“I must feel certain that not only at the moment of my death shall I be able to account for the time I have lived. I ought to be ready at every moment of my life to confront myself and say, ‘This is what I’ve done.’” – Yoni Netanyahu
What makes a person a hero? Is it something they’re born with? Is the term exclusive to comic books full of superpowers and capes – or is it something more?
On July 4, 1976, Israeli Special Forces successfully rescued more than 100 hostages held by Palestinian extremists at the Entebbe Airport in Uganda. Members of the Popular Front for the Liberation of Palestine and the German Revolutionary Cells had hijacked an Air France flight eight days before. As a result of Operation Entebbe, all of the terrorists, as well as dozens of Ugandan soldiers, were killed. But only one Israeli soldier paid the ultimate price.
That man was Yoni Netanyahu, the mastermind behind the raid. At his funeral, Defense Minister Shimon Peres said, “A bullet had torn the young heart of one of Israel’s finest sons, one of its most courageous warriors, one of its most promising commanders – the magnificent Yonatan Netanyahu.”
But for those who knew him best, Yoni Netanyahu’s acts of heroism was just a natural expression of a man who loved fiercely while consistently looking after the needs of those around him. He walked a difficult tightrope between his love for his family and his duty to his country. His internal struggle was clearly seen throughout his military career in the letters he wrote to his family.
This hero’s life and death are explored in The Film Sales Company documentary Follow Me: The Yoni Netanyahu Story.
As the oldest of three boys born to Benzion and Cela Netanyahu, Yoni was unique from the start. He excelled in school and distanced himself from those around him in how hard he worked to succeed. As the oldest child, Yoni cared for his younger brothers while also being a leader to them.
“We truly were a band of brothers,” younger brother and current Israeli Prime Minister Benjamin Netanyahu said.
Yoni was drafted into the Israel Defense Forces as a teenager and quickly moved up the ranks, emerging as a leader in his unit. While in the military, Yoni began to experience the agonizing struggle of balancing civilian and soldier life.

INSTRUCTIONS FOR THE TASK
Transcribe the portion of the passage about Yoni Netanyahu that begins with the words "This hero’s life" and ends with "Benjamin Netanyahu said.".

Stored entries

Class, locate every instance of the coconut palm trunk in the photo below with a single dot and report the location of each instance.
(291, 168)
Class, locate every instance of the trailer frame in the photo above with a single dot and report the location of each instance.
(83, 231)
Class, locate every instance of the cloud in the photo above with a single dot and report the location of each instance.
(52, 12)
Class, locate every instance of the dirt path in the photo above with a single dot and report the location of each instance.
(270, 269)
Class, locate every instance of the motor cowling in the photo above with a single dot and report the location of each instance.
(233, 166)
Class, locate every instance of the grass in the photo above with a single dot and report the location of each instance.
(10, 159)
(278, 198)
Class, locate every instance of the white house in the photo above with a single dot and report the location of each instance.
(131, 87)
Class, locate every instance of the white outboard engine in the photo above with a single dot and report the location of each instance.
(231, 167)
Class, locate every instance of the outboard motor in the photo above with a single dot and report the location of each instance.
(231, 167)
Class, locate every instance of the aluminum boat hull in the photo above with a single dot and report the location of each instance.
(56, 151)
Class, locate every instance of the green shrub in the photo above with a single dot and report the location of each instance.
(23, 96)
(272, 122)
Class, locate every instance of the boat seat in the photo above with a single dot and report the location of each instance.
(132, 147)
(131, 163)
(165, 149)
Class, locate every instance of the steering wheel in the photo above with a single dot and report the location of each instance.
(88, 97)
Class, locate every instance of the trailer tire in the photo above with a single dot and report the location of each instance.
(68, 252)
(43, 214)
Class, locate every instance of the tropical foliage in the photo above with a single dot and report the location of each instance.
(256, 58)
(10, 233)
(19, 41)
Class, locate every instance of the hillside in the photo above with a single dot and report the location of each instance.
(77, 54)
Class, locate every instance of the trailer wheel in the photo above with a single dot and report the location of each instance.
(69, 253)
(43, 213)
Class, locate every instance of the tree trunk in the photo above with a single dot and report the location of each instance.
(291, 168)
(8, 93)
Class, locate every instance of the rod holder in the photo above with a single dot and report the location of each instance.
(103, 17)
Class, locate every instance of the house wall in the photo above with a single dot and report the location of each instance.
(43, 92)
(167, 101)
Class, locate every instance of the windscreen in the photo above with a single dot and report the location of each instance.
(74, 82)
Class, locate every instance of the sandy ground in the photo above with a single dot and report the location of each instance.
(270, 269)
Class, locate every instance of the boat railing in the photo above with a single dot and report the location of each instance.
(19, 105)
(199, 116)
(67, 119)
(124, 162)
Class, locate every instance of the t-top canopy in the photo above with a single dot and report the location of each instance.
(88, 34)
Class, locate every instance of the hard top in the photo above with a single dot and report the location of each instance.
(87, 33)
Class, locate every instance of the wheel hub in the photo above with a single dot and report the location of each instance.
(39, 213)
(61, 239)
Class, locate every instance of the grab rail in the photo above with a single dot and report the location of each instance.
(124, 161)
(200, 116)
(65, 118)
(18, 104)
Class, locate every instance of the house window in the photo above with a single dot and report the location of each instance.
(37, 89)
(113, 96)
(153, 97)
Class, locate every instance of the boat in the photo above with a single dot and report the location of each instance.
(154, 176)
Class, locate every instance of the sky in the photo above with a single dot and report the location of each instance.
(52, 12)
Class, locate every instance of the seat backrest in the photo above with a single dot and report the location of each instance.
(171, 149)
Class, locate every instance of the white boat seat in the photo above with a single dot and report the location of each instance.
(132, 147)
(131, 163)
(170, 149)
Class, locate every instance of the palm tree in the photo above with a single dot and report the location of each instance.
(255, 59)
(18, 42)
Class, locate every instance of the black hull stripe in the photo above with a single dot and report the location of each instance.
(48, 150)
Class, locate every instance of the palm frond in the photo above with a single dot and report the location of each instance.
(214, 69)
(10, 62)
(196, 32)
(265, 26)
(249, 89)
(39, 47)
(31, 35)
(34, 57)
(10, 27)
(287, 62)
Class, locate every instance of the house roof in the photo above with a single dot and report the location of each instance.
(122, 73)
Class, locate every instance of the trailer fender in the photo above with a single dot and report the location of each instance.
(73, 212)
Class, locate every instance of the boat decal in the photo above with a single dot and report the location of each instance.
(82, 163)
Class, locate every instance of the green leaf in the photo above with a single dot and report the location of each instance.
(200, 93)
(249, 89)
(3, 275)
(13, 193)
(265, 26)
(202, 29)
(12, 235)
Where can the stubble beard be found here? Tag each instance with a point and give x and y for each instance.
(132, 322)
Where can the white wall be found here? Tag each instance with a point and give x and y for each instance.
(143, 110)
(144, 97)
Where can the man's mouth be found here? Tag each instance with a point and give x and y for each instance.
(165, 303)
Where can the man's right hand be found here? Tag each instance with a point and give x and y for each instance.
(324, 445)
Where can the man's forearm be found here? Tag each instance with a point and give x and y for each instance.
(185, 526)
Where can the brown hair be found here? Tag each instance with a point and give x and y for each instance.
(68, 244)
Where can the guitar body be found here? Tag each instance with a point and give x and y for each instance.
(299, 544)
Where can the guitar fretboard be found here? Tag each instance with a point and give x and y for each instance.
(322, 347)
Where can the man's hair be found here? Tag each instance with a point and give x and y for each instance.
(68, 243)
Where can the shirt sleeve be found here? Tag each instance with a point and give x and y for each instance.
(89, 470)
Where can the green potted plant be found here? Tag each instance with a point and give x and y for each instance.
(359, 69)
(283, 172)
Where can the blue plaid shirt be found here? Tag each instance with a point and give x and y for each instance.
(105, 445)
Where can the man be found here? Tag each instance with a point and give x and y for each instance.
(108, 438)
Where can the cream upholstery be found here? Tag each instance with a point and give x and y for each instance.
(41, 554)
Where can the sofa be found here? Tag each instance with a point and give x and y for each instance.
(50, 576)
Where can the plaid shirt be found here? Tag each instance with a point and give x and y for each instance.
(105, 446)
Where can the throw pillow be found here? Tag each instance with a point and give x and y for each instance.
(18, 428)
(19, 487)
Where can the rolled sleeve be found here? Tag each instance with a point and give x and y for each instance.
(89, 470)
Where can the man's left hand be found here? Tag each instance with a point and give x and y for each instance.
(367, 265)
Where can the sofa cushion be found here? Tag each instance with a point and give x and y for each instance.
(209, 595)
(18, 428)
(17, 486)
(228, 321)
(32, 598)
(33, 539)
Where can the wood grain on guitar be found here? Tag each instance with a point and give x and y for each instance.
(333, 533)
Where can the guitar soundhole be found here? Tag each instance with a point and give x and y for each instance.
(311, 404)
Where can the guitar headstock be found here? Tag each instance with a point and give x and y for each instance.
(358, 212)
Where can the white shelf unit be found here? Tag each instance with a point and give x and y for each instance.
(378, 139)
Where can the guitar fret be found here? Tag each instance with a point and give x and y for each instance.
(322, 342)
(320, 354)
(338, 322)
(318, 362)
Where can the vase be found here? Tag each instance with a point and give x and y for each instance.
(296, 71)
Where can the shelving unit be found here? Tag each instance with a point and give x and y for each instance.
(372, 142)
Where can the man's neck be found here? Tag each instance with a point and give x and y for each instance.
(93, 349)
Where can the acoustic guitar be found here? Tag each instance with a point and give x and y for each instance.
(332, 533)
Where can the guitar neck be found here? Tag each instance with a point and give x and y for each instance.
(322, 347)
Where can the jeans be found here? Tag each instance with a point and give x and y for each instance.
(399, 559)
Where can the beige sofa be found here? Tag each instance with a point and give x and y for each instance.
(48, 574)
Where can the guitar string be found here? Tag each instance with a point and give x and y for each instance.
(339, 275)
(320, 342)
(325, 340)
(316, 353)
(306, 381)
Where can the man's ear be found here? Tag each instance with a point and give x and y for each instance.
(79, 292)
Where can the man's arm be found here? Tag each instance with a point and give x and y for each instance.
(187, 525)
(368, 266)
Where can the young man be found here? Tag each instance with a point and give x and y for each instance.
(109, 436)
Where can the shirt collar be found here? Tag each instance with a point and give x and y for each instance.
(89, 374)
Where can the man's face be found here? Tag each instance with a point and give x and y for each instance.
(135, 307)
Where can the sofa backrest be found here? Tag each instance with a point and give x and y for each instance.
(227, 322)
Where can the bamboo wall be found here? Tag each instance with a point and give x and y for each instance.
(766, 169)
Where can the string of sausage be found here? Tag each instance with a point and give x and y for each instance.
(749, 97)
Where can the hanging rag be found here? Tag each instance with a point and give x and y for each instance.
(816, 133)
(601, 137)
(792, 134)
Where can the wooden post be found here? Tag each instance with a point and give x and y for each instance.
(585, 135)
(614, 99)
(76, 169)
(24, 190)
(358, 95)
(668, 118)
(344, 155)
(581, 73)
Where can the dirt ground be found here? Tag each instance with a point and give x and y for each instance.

EXERCISE RESPONSE
This hero’s life and death are explored in The Film Sales Company documentary Follow Me: The Yoni Netanyahu Story.
As the oldest of three boys born to Benzion and Cela Netanyahu, Yoni was unique from the start. He excelled in school and distanced himself from those around him in how hard he worked to succeed. As the oldest child, Yoni cared for his younger brothers while also being a leader to them.
“We truly were a band of brothers,” younger brother and current Israeli Prime Minister Benjamin Netanyahu said.